**WHAT IS BEING ASKED:** Starting at the line that contains "Could you please indicate the man in", print every remaining line of the entries, unchanged, and output nothing more.

Natural-language object grounding data
^^^^^^^^

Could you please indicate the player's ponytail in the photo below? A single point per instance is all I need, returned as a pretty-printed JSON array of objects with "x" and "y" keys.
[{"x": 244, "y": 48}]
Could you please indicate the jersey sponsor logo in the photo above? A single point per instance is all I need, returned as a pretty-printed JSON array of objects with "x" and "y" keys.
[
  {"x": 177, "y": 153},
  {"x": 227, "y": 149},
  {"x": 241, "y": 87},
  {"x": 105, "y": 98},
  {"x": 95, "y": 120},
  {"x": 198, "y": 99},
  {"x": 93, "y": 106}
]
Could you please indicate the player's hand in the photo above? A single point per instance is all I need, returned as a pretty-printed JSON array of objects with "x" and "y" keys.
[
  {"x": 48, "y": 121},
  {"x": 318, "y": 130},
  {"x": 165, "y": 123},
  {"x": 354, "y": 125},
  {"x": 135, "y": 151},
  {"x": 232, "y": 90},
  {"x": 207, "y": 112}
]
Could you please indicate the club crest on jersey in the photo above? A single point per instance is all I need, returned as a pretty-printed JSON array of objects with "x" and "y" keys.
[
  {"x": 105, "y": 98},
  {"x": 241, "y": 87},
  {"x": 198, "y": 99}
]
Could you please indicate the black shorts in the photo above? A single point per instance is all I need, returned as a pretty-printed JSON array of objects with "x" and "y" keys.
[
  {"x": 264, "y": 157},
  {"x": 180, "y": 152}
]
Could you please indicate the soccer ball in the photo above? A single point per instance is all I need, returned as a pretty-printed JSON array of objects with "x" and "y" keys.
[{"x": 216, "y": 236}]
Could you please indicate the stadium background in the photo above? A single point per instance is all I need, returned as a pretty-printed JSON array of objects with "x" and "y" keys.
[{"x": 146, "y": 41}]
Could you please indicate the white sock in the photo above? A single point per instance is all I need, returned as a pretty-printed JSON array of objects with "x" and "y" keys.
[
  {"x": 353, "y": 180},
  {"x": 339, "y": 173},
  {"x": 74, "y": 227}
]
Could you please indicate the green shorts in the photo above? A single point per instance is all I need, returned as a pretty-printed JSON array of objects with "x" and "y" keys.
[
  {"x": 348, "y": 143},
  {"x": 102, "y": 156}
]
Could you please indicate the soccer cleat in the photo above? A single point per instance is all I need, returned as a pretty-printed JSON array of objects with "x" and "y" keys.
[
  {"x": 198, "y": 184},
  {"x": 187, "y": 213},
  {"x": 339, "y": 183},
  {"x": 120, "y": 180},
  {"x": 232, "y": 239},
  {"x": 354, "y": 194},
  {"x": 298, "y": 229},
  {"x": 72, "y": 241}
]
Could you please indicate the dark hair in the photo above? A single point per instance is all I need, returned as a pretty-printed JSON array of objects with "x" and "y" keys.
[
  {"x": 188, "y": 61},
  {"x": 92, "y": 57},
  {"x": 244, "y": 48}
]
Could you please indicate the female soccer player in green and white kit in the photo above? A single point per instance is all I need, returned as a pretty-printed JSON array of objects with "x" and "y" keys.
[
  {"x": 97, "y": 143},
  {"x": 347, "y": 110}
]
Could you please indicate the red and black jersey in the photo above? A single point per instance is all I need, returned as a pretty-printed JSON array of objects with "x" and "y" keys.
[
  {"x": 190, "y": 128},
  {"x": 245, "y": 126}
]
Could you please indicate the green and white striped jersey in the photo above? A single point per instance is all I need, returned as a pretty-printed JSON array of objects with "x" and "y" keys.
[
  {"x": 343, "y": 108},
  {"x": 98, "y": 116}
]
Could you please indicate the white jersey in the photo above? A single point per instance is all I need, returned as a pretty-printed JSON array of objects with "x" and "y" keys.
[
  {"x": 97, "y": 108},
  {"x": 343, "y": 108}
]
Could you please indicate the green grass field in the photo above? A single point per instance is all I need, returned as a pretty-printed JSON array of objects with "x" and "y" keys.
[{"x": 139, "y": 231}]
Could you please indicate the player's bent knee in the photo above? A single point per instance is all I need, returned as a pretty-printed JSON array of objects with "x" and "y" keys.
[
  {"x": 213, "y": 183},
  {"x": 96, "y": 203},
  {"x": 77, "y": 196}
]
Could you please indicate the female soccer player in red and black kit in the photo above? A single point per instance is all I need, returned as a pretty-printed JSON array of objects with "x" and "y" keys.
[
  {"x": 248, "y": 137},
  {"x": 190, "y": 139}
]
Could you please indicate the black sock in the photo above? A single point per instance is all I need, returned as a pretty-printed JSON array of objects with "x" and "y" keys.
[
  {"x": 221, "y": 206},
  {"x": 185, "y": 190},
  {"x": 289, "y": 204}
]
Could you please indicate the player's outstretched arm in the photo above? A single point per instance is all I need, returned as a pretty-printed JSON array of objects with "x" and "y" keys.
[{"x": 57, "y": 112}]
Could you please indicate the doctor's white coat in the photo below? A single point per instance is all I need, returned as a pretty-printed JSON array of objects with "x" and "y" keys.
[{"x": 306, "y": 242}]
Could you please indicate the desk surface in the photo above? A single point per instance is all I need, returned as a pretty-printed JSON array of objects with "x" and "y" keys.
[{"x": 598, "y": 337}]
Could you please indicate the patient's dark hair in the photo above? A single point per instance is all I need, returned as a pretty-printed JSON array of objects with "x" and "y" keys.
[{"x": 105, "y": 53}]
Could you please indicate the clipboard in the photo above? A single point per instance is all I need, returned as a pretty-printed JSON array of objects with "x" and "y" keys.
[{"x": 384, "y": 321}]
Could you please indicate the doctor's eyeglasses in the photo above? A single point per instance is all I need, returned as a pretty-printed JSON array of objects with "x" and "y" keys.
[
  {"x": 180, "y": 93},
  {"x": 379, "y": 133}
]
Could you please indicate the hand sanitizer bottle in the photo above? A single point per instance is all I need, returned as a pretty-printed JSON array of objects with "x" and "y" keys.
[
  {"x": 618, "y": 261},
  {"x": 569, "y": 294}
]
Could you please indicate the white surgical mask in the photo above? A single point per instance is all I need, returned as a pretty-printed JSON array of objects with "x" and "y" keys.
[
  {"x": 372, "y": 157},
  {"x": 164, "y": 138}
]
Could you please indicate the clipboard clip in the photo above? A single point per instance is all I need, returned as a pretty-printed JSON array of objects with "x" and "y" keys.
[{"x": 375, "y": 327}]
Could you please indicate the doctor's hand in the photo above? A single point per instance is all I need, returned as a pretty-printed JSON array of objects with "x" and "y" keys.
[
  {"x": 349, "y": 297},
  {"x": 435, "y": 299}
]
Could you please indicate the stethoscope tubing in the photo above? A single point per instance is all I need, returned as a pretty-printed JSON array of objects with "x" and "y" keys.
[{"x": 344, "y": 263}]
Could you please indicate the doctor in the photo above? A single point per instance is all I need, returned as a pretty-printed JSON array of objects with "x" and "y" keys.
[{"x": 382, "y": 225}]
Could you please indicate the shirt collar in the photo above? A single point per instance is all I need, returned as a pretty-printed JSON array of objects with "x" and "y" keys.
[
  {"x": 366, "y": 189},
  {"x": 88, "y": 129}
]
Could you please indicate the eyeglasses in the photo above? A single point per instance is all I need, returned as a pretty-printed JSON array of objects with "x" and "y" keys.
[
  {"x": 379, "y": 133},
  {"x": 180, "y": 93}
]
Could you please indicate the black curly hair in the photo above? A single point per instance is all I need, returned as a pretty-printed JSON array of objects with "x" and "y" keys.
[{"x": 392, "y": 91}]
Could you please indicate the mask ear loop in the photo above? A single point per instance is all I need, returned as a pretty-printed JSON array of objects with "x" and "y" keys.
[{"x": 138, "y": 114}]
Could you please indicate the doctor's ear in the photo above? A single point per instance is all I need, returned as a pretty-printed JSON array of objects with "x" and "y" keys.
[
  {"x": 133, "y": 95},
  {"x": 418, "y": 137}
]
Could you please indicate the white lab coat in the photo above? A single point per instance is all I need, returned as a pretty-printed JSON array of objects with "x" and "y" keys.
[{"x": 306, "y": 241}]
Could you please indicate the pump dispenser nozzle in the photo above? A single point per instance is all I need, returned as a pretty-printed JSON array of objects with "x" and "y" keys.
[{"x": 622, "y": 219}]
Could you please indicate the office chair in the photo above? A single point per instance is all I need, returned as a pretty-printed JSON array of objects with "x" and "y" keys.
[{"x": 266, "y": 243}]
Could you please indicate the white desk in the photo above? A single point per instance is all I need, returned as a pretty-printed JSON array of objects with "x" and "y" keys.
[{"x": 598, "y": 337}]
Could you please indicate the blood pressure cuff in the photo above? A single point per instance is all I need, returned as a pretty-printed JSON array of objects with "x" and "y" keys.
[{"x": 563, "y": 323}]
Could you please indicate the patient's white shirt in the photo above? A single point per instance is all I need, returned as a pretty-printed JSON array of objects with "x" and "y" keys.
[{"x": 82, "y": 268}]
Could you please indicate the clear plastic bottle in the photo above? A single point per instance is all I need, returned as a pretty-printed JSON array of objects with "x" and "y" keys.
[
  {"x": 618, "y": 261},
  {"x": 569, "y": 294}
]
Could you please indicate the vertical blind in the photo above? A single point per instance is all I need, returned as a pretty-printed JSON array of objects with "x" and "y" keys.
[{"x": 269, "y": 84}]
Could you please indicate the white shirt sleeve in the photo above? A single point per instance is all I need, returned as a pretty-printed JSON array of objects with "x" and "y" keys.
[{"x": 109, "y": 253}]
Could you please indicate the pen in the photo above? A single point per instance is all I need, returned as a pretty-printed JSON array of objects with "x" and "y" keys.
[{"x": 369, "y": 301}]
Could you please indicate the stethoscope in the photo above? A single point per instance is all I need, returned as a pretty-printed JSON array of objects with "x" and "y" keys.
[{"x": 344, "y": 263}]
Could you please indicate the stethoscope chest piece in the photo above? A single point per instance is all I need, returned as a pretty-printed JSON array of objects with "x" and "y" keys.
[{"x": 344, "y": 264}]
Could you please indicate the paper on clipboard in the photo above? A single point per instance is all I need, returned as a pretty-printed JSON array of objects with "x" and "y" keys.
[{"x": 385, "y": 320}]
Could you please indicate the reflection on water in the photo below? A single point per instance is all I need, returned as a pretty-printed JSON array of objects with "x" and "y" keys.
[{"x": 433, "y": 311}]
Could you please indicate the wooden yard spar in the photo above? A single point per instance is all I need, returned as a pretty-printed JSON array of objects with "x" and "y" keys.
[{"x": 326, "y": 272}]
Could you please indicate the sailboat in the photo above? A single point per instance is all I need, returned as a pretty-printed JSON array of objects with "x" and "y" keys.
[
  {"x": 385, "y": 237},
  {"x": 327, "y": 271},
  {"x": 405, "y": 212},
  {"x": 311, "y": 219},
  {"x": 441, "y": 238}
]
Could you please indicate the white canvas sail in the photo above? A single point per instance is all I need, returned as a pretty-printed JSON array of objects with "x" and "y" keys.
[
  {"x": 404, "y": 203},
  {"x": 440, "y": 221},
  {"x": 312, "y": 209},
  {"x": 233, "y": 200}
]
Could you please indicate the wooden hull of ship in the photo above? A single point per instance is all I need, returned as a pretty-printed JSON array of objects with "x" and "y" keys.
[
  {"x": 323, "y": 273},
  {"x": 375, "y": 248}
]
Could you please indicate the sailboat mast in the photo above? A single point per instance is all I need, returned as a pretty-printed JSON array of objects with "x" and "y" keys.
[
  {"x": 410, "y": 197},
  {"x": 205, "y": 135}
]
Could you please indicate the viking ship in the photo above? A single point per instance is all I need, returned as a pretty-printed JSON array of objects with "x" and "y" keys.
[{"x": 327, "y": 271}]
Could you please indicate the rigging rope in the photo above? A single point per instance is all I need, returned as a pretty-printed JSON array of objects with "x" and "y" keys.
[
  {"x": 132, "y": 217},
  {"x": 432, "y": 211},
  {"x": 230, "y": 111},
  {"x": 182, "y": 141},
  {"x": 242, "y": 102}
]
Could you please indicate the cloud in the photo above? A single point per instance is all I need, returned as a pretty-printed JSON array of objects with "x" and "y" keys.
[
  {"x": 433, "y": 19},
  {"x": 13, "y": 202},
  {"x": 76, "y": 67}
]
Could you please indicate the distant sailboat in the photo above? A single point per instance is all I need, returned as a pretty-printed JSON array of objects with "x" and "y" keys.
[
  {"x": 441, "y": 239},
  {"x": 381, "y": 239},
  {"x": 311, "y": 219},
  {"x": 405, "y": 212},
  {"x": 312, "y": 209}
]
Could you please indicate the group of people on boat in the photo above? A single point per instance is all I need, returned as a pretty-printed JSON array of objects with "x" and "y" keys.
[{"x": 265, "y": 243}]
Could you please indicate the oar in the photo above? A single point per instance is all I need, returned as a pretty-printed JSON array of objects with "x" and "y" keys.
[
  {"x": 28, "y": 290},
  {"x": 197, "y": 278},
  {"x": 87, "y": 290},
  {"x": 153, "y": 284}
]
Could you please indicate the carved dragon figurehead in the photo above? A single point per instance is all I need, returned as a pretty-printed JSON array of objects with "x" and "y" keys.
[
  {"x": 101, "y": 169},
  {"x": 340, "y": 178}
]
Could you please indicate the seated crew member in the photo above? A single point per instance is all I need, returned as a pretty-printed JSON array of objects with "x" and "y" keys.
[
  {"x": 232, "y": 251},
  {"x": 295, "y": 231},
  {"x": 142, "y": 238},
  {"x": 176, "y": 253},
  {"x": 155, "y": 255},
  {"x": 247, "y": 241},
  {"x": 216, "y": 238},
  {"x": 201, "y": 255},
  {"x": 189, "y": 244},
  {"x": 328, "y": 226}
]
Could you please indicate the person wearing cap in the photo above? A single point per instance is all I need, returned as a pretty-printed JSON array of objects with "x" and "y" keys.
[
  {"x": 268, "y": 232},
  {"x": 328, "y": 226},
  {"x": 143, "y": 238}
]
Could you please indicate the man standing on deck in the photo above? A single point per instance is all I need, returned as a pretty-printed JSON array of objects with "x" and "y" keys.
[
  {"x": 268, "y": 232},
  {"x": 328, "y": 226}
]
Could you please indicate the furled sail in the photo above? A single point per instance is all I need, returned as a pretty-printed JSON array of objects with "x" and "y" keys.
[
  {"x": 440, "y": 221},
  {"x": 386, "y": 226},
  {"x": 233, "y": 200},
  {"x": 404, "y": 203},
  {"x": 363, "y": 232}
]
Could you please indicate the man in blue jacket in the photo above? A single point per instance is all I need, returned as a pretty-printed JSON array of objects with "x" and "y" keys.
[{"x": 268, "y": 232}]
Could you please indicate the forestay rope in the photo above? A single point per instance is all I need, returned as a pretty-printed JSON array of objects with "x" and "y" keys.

^^^^^^^^

**RESULT FOR THIS EXERCISE:**
Could you please indicate the man in blue jacket in the photo above? A single point per instance is all I need, returned as a pretty-printed JSON array of objects with "x" and "y" keys.
[{"x": 268, "y": 232}]
Could you please indicate the forestay rope in the photo above? A single point per instance is all I need, returned as a pretty-printed JSON array of objects with "x" and "y" keys.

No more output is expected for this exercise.